▶ **EXTRAIT DU DOCUMENT**:
-.-.-

Un projet quotidien de performance de Nadia Vadori-Gauthier

Danser l’eau14 juillet 2018

Auteur : Nadia Vadori-Gauthier (table ronde)

Support : The Nature of Cities

L’eau et ses propriétés physiques est un élément primordial de ma pratique de danse et de performance, en relation au mouvement, au rythme, à l’espace et à la vie elle-même.

Tout d’abord, nos corps, comme celui de la Terre, sont principalement composés d’eau. Pour nous, la proportion varie d’environ 75% d’eau à la naissance à 50% pour une personne agée. 

Danse 510 / 6 juin 2016, 11h45, Port de Bercy, Paris 13e. Une danse avec Benoît Lachambre. Le ciel est laiteux depuis quelques jours et tout semble irréel, à la fois étrange et familier. La Seine amorce une lente décrue qui sera effective demain. Le Ministère de l’Économie et des Finances a les pieds dans l’eau.  : https://vimeo.com/169524823

L’eau a plusieurs caractéristiques  fondamentales :

  1. Relation à la vie. : Elle est le support de la vie dans la matière. Sur Terre, aucune vie n’est possible sans la présence d’eau.
  1. Relation au mouvement : Elle est mouvante et peut prendre plusieurs formes. Sa plasticité lui permet de se moduler sans cesse. L’eau voyage, épouse et modèle les territoires qu’elle traverse. Ses trajectoires sont souvent courbes ou spiralées et comportent un certain caractère d’imprévisibilité.
  1. Relation à la terre. Elle a un poids et se verse vers la terre avec la gravité.
  1. Relation à l’espace : Elle a, inversement, une qualité de capillarité, ascendante, végétale, qui lui permet par exemple de monter le long d’un ruban de coton ou de s’expandre vers l’espace dans toutes les directions, comme le film de surface d’une goutte d’eau.
  1. Qualité volumétrique : Entres ces deux forces antagonistes et complémentaires de gravité (3) et d’anti-gravité (4) s’ouvre un espace volumétrique multi-directionnel sans hiérarchie entre ses différentes parties. Pour faire le lien avec le corps dans la danse, par exemple, cette qualité permet de vivre un corps en « 3D » qui bouge dans plusieurs directions, par opposition à un corps vertical plutôt envisagé en « 2D » avec un avant et un arrière, un bas et un haut. Cela induit une dimension « immersive » de la sensation qui s’oppose à un surplomb distancié ou séparé de la conscience. Lorsque l’on danse à partir de cette base fluide, la conscience accompagne le mouvement. Elle le précède ou en découle, inséparable de l’expérience vécue.
  1. Qualité rythmique : Soumis à des forces de propulsion ou d’aspiration, elle se comporte de façon dynamique créant des motifs en mouvement : vagues, vortex, rythmes fluides. Dans nos corps, nos liquides ont plusieurs rythmes. Ils rebondissent également dans nos membranes.
  1. Qualité de résonance : L’eau est un élément qui capte et maintient les vibrations sonores ou mécaniques et les agence en modèles naturels (cf : cymatique).

-.-.-

▶ **CONSIGNE 1**: Repérez dans le listing chaque ligne contenant la chaîne « doorway » et recopiez-la. La casse compte.

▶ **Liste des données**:
-.-.-

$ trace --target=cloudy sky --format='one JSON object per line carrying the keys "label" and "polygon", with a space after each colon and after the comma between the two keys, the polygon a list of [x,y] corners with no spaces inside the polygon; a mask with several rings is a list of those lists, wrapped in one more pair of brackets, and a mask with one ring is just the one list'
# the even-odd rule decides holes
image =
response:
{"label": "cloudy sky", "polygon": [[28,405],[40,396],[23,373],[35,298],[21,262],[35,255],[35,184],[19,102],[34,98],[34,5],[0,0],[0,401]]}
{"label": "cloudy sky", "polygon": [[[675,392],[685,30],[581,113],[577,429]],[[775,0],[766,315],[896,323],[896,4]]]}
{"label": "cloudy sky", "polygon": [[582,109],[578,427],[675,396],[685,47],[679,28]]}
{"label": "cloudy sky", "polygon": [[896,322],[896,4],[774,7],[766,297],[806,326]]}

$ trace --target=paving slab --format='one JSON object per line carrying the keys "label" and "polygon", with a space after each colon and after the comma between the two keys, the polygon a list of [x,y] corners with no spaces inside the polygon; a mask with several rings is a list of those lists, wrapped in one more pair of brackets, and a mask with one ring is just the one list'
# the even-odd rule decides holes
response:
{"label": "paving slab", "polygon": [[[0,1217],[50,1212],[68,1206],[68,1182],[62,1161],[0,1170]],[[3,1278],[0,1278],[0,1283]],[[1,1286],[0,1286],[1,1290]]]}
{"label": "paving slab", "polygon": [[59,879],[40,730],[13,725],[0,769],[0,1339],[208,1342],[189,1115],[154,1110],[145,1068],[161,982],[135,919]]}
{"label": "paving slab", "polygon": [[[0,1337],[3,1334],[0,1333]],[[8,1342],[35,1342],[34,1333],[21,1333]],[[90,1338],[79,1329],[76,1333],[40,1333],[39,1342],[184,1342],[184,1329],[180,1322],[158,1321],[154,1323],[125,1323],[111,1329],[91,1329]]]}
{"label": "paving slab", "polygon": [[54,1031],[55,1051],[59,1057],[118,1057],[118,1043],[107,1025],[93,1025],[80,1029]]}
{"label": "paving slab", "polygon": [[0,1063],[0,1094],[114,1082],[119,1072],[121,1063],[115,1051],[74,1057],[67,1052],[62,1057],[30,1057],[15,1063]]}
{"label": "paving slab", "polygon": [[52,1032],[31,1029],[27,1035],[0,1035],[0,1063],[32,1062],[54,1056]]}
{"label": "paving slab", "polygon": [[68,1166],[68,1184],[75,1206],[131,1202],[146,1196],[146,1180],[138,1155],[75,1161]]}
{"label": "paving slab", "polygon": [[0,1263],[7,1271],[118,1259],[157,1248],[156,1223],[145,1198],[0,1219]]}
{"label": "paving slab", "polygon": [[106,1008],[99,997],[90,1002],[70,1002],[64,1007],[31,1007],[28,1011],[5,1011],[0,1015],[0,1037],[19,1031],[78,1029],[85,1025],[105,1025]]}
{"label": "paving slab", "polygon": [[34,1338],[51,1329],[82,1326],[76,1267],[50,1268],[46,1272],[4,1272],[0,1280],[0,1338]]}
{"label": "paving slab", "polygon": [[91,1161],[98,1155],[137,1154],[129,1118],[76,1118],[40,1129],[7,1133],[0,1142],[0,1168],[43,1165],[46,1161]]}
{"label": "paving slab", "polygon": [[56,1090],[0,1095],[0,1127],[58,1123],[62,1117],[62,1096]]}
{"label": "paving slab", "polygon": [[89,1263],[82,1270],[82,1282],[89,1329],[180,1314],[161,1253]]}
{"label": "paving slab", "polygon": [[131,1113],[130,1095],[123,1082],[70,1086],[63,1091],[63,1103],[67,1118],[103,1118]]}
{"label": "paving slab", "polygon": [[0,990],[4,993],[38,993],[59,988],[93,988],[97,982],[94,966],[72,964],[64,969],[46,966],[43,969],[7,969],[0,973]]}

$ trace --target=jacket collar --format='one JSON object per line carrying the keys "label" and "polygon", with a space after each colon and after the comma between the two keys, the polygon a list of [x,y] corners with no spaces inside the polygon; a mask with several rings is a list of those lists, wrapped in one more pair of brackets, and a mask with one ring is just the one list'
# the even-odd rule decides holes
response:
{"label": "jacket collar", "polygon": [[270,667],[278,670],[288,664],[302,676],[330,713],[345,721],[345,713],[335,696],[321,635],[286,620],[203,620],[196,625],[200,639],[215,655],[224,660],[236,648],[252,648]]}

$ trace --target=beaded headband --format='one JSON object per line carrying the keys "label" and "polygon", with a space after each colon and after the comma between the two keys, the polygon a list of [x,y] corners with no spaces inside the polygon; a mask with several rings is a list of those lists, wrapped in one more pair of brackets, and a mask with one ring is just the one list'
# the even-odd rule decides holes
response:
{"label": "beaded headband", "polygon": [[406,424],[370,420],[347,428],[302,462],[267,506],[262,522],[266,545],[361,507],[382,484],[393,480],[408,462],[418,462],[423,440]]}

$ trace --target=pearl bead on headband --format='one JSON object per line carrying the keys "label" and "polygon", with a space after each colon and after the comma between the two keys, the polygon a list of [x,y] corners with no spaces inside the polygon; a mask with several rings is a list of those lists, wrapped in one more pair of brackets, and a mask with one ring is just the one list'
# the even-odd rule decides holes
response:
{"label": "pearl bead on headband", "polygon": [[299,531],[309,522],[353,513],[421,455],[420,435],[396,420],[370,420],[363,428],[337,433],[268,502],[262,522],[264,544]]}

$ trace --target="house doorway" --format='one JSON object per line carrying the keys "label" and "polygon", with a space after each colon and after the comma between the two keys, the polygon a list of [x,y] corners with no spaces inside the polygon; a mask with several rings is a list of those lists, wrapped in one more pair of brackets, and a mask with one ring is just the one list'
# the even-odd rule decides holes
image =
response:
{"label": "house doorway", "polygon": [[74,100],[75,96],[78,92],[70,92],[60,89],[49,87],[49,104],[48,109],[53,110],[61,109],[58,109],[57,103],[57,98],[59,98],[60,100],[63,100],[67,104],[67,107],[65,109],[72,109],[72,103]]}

-.-.-

▶ **CONSIGNE 2**: Reprenez le texte sur la danse et l'eau après sa dernière phrase et poursuivez-le, s'il vous plaît.

▶ **RÉPONSE FINALE 1**:
$ trace --target="house doorway" --format='one JSON object per line carrying the keys "label" and "polygon", with a space after each colon and after the comma between the two keys, the polygon a list of [x,y] corners with no spaces inside the polygon; a mask with several rings is a list of those lists, wrapped in one more pair of brackets, and a mask with one ring is just the one list'
{"label": "house doorway", "polygon": [[74,100],[75,96],[78,92],[70,92],[60,89],[49,87],[49,104],[48,109],[53,110],[61,109],[58,109],[57,103],[57,98],[59,98],[60,100],[63,100],[67,104],[67,107],[65,109],[72,109],[72,103]]}

▶ **RÉPONSE FINALE 2**:
Ces qualités de l’eau, alliées à mon expérience de danse, tant en studio que dans la nature et en ville, influencent grandement ma façon d’entrer en contact avec les personnes et les environnements. Elles me conduisent, par la sensation, à entrer en relation non-hiérarchique et non-anthropocentrée, avec la terre et l’espace, mais aussi en résonance vibratoire avec les lieux, les matériaux de l’environnement ou les éléments naturels.

Pour le projet Une minute de danse par jour, j’ai réalisé environ une centaine de danses avec l’élément eau. Mais même lorsque l’eau n’est pas visiblement présente dans l’environnement, le corps que j’investis au départ est principalement liquide, mu par une dynamique fluidique. En investissant comme base du travail la matière fluidique du corps et des cellules, j’ai constaté que j’entre différemment en résonance avec les lieux et les choses. Je trouve une alliance avec ce qui m’entoure.

Video: Danse 1186, 13 avril 2018, 11h12, calle de la Racheta, Cannaregio, Venise, Italie.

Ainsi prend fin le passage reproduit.